## TASK PROMPT
Please count the lines in the records that follow that contain the word "below", and reply with that number alone.

## DATA SECTION
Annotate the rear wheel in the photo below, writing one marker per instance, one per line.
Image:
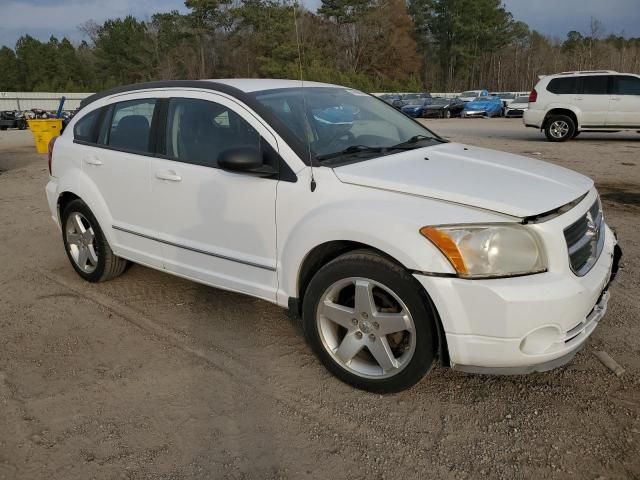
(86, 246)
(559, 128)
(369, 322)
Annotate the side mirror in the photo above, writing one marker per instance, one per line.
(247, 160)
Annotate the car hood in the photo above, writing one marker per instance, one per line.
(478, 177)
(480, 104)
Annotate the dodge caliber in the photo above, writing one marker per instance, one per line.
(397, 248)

---

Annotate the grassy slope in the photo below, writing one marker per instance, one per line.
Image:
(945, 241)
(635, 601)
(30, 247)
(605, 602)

## FULL RESPONSE
2